> [EXERCISE BRIEF]: Return, without any alteration, the stretch of lines below from the line containing "the woman's arm" through the line containing "[(43, 108), (5, 118)]", including both of those lines.

Rows from an object pointing dataset:
--

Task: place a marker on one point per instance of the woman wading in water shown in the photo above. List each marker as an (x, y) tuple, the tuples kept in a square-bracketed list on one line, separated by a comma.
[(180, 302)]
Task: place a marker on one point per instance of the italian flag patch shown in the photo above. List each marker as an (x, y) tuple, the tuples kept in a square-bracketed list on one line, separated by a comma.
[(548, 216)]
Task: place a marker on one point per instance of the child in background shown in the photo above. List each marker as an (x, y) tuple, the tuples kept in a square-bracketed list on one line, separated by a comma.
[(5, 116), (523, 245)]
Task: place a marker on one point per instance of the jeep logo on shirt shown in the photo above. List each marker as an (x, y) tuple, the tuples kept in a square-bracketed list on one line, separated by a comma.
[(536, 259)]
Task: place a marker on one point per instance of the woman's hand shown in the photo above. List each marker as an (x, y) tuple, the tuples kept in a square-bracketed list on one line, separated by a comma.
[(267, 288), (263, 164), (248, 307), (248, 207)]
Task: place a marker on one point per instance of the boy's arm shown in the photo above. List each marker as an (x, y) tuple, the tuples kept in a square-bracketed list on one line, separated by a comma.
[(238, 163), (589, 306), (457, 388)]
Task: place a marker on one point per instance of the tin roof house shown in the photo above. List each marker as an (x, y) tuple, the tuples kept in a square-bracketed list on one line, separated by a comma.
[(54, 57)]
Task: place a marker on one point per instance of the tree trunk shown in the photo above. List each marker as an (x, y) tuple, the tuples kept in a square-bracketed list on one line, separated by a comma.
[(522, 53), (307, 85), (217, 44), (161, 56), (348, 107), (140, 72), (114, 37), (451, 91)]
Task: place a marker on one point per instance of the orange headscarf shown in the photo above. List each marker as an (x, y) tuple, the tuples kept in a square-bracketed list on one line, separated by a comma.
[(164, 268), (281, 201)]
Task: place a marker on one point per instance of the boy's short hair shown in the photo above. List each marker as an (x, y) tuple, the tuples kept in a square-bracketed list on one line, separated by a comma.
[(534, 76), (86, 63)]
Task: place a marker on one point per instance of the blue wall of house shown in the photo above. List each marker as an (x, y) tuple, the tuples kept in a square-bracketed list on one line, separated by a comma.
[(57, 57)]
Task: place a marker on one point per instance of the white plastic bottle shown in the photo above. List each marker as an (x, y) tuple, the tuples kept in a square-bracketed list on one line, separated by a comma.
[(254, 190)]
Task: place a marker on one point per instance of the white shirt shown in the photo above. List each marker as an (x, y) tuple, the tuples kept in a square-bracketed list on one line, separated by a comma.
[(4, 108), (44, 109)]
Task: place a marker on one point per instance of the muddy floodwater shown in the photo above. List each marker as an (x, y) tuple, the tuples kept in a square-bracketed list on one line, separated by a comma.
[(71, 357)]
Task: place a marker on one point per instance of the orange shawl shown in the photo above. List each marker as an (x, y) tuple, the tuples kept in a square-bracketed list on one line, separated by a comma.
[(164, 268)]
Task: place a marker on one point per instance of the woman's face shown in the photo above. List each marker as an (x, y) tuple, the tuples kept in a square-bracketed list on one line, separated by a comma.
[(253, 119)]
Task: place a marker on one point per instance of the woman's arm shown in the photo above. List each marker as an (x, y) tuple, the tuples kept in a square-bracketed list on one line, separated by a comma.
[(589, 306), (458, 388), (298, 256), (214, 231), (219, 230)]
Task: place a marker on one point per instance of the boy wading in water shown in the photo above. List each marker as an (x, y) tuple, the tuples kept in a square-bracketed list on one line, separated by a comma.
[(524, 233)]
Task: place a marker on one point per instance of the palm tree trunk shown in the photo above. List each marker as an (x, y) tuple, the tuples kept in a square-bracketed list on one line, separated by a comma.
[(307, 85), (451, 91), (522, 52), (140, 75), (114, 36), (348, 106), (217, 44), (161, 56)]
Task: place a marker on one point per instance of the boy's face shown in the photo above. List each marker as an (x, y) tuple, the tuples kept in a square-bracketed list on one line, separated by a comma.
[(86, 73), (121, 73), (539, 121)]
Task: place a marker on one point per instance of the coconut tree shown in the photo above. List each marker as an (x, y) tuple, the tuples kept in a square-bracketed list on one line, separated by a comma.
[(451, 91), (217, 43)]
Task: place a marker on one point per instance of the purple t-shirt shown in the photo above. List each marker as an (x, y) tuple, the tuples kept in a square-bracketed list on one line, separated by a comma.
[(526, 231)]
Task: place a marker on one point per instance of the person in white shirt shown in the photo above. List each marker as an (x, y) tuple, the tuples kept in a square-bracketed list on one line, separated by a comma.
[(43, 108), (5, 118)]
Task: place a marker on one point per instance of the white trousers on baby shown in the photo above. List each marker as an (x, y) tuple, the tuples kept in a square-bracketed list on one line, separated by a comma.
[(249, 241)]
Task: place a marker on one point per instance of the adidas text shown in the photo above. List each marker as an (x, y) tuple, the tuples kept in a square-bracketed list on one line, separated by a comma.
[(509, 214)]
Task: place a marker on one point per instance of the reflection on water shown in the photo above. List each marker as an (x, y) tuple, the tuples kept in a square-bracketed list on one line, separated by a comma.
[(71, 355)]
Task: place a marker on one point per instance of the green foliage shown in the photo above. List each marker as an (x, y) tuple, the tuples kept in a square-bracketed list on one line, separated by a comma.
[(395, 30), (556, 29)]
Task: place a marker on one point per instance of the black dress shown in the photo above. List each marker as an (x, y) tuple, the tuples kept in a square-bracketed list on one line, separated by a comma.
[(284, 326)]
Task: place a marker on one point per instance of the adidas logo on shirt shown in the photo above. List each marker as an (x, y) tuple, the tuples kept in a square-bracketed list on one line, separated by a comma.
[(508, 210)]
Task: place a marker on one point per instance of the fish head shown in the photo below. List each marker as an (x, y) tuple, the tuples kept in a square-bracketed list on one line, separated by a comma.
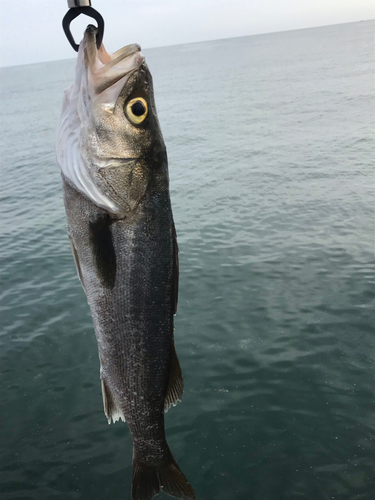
[(120, 146)]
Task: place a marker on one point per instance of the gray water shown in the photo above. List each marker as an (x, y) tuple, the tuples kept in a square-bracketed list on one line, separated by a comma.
[(270, 152)]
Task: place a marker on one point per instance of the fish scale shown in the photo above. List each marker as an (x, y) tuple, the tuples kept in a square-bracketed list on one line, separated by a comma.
[(122, 234)]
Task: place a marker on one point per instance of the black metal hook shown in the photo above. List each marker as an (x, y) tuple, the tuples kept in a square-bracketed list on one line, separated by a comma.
[(88, 11)]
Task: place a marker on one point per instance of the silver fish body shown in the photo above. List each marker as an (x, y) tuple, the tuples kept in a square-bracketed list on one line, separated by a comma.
[(121, 230)]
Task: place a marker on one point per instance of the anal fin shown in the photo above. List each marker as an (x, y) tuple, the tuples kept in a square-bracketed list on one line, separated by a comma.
[(176, 384), (111, 409)]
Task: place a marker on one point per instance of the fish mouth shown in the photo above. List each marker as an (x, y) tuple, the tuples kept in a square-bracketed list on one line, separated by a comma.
[(108, 70)]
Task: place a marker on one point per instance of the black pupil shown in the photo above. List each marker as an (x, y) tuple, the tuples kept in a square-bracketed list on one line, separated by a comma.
[(138, 108)]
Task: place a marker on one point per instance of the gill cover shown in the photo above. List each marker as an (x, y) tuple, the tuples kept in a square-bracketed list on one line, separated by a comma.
[(99, 79)]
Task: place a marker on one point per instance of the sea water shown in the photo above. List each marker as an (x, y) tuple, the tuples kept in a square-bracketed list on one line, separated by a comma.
[(271, 149)]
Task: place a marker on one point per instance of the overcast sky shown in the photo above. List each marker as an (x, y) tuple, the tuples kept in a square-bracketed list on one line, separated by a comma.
[(30, 30)]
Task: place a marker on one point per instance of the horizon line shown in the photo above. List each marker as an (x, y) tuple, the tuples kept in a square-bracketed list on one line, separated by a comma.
[(206, 41)]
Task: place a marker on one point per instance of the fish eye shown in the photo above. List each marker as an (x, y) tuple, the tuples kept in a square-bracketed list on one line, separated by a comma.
[(137, 110)]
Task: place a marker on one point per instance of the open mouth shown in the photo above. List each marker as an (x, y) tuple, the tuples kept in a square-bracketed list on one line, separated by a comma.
[(106, 70)]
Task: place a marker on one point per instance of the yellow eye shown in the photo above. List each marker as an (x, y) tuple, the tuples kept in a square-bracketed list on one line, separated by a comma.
[(137, 110)]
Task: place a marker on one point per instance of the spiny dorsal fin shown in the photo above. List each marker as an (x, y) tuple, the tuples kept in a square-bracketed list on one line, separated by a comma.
[(111, 410), (176, 384)]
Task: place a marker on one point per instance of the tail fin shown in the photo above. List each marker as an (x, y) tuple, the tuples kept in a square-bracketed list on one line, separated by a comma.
[(149, 480)]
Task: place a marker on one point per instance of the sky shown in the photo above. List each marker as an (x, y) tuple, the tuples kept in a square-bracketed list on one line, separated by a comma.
[(30, 30)]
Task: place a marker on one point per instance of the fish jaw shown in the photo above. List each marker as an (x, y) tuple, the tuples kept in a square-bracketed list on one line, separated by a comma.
[(85, 138)]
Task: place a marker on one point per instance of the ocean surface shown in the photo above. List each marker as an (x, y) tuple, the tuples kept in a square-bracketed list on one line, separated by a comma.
[(271, 150)]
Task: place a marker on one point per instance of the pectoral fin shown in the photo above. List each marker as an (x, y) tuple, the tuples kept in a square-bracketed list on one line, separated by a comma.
[(104, 252), (176, 384), (76, 260)]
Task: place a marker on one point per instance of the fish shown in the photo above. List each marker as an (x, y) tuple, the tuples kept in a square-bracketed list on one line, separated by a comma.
[(115, 179)]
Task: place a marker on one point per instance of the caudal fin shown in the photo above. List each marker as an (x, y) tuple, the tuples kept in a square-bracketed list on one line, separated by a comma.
[(148, 481)]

--

> [FULL OUTPUT]:
Task: place a marker on one point per instance of the woman's arm shown in the photo above. List each marker as an (x, y) tuple, the tuples kept in a square-bracketed list on one line, separated by a comma.
[(589, 306), (458, 388), (298, 256), (214, 231), (219, 230)]
Task: place a marker on one point per instance of the boy wading in water shown in the photo above. List each marker as an (x, y) tuple, the tuples kept in a square-bracketed list on one line, separated by a comma.
[(524, 233)]
Task: place a marker on one point per instance of the palm tree trunk shown in the photo above. List each marker as an (x, y) tuple, the tuples kept in a square-bracketed list on one line, separated by a comma.
[(307, 85), (451, 91), (522, 52), (140, 75), (114, 36), (348, 106), (217, 44), (161, 56)]
Task: place a marker on one point per instance of the boy's face shown in the photo above. List each marker as an (x, y) tuple, the tuples kept in a square-bracketed list on one line, separated by a comma.
[(86, 73), (121, 73), (539, 121)]
Task: place a marker on one point per instance of the coconut tree shown in the photo above. List each marker as an (x, y) tuple, the tuples kept in a square-bracketed list on one line, separated by a comma.
[(451, 91), (217, 43)]
Task: place a marker on one point per instance of the purple t-shirt shown in the photo above. List each marker as an (x, y) tuple, the tuples kept in a square-bracketed list on one line, separated by a comma.
[(526, 231)]
Task: place a marker on one point per instance of the person in white shirt shown in the photo above. List each marker as an (x, y) tuple, the tuples kept in a square-bracketed list on one line, separated by a comma.
[(43, 108), (5, 118)]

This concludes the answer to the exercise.